Task brief:
The lines to extract run from the first line of the entries through the line that contains "<point>312,601</point>"; reproduce exactly those lines and no others.

———

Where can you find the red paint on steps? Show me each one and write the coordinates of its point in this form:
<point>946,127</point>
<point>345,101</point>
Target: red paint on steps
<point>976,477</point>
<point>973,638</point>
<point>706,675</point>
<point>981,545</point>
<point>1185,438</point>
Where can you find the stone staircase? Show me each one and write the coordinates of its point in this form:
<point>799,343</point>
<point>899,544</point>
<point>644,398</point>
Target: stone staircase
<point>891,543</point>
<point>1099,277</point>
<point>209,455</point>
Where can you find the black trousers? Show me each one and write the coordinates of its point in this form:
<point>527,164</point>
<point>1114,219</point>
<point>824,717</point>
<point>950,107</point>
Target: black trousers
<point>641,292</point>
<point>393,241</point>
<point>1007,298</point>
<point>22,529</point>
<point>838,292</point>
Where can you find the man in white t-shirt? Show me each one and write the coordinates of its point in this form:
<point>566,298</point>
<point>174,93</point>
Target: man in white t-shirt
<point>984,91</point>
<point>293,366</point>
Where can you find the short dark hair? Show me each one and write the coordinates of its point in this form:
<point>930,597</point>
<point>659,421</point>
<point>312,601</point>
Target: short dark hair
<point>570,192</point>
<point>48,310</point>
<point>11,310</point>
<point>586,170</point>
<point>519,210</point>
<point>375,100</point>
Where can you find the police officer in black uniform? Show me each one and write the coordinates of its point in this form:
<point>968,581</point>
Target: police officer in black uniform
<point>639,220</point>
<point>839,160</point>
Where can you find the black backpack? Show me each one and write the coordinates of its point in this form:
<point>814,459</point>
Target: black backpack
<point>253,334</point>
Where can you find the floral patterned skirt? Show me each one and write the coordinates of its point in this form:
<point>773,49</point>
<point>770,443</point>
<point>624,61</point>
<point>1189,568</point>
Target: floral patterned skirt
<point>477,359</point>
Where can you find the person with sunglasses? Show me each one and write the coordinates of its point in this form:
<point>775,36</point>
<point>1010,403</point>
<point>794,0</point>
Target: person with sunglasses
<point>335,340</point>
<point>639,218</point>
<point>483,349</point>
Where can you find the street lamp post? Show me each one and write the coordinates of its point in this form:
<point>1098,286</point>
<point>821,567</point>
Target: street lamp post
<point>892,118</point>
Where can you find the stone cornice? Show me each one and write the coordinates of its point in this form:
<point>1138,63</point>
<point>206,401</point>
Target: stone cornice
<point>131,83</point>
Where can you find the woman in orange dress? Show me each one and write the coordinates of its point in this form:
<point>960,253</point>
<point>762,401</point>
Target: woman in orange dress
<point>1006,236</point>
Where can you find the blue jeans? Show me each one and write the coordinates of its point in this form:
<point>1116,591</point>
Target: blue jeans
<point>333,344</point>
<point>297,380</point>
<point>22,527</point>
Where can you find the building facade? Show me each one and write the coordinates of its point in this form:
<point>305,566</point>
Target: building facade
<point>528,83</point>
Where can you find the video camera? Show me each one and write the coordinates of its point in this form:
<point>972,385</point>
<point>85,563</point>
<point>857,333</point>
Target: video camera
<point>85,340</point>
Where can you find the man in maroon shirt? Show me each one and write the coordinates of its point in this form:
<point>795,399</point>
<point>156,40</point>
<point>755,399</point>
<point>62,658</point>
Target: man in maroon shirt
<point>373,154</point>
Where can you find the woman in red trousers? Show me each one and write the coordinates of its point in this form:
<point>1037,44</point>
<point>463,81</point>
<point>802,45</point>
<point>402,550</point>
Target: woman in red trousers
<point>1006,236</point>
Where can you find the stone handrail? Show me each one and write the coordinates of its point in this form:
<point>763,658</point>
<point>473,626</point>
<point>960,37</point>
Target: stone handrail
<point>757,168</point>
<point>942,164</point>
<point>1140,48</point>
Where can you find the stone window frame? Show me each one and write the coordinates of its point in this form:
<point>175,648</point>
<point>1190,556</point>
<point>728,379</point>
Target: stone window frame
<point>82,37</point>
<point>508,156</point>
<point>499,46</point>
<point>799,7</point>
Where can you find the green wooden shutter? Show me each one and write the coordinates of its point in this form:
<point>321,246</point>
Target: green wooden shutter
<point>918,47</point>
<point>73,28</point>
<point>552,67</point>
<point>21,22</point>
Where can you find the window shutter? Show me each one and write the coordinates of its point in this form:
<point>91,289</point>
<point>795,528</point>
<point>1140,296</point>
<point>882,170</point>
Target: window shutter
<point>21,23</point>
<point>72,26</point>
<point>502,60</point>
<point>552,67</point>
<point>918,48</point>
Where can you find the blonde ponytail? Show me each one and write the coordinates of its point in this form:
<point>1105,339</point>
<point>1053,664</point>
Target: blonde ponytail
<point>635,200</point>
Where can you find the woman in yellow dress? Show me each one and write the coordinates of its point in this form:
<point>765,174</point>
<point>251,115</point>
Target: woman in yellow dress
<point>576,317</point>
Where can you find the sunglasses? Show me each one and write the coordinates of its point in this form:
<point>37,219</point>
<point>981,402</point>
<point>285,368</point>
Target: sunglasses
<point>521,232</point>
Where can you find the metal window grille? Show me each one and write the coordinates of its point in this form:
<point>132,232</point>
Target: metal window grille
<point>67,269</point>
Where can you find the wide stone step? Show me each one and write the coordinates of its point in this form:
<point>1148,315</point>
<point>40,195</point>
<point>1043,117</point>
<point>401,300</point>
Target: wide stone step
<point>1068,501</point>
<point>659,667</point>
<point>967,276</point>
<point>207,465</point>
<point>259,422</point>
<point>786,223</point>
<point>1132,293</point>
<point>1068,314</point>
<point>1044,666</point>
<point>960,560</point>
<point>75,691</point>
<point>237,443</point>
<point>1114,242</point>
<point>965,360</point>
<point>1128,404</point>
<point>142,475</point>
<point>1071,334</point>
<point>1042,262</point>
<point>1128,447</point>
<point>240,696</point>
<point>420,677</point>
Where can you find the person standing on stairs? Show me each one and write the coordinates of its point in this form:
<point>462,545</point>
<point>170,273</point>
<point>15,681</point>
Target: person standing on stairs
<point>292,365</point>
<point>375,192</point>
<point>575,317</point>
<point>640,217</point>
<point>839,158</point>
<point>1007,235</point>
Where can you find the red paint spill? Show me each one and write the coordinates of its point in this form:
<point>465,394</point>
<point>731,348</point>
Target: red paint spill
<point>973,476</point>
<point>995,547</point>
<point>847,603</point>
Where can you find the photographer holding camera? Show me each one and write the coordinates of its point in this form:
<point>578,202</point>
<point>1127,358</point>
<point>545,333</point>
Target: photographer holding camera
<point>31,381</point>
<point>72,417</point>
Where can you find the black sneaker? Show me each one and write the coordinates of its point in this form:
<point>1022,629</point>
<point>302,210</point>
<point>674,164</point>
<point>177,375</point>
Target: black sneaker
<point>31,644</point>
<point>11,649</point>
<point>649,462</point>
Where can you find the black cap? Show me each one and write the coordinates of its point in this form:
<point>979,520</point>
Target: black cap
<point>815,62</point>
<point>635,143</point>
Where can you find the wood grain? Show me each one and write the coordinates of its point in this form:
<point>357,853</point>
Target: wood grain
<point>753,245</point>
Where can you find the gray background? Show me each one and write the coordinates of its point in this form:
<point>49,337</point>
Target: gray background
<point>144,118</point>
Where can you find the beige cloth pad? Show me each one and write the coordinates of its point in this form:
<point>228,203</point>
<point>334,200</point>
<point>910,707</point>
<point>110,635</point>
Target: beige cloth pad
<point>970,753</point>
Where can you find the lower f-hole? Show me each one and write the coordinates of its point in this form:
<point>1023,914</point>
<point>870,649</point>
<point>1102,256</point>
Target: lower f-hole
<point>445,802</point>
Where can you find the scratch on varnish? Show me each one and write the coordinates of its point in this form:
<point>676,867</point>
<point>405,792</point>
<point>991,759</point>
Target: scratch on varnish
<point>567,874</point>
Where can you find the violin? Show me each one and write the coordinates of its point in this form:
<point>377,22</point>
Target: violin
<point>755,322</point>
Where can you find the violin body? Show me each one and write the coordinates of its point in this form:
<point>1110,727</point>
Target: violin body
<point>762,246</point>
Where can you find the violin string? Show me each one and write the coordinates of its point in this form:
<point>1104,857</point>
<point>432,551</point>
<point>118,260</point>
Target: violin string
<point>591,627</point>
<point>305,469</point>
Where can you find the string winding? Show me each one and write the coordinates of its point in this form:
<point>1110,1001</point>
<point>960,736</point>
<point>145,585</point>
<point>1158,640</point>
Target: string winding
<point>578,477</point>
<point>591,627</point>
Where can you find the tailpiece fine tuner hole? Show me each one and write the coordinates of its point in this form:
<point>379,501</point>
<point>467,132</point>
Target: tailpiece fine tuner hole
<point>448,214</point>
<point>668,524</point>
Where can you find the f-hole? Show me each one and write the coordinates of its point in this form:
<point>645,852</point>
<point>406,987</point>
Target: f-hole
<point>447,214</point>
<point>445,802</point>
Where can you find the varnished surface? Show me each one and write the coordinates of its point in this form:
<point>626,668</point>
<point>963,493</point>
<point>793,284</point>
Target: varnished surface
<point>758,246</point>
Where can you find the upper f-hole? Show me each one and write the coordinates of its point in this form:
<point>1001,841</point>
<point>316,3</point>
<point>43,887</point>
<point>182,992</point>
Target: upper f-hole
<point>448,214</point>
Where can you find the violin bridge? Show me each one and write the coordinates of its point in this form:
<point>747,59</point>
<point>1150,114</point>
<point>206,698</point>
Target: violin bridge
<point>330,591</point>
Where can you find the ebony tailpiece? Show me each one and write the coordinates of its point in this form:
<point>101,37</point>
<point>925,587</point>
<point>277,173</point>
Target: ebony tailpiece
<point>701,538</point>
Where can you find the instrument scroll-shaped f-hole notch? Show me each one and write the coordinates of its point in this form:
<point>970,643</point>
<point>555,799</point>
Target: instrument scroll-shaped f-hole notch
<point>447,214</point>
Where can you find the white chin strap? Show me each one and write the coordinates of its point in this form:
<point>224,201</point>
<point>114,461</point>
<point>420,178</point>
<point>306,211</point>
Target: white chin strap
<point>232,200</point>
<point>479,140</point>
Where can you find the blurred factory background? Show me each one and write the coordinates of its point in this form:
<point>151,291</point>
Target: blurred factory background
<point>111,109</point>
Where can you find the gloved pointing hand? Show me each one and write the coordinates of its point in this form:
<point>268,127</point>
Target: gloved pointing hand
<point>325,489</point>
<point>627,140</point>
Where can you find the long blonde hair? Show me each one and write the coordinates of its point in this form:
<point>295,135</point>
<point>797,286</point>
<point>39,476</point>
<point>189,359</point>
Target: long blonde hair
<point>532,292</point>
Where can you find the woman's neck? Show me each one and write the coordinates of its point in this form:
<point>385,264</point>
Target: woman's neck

———

Result for this exercise:
Where can you find the red paint on steps? Show me each one and write the coordinates of its point in this form:
<point>946,127</point>
<point>345,101</point>
Target: red paint on steps
<point>976,477</point>
<point>973,638</point>
<point>706,675</point>
<point>981,545</point>
<point>1185,438</point>
Where can you find the stone staircase? Show me each one and write the coordinates of its point in this form:
<point>799,343</point>
<point>899,544</point>
<point>644,398</point>
Target: stone staircase
<point>891,543</point>
<point>1099,277</point>
<point>209,455</point>
Where can you find the black trousers? Show me each one and write the coordinates of its point in this form:
<point>527,164</point>
<point>1114,219</point>
<point>824,717</point>
<point>950,107</point>
Target: black trousers
<point>641,292</point>
<point>393,241</point>
<point>1007,298</point>
<point>22,529</point>
<point>838,292</point>
Where can you find the man in white t-shirt? Show me each one and write the coordinates of its point in this form:
<point>566,298</point>
<point>174,93</point>
Target: man in white t-shirt
<point>984,91</point>
<point>293,366</point>
Where can you find the short dark hair? Show me each one and write the coordinates of its point in this form:
<point>930,597</point>
<point>659,421</point>
<point>312,601</point>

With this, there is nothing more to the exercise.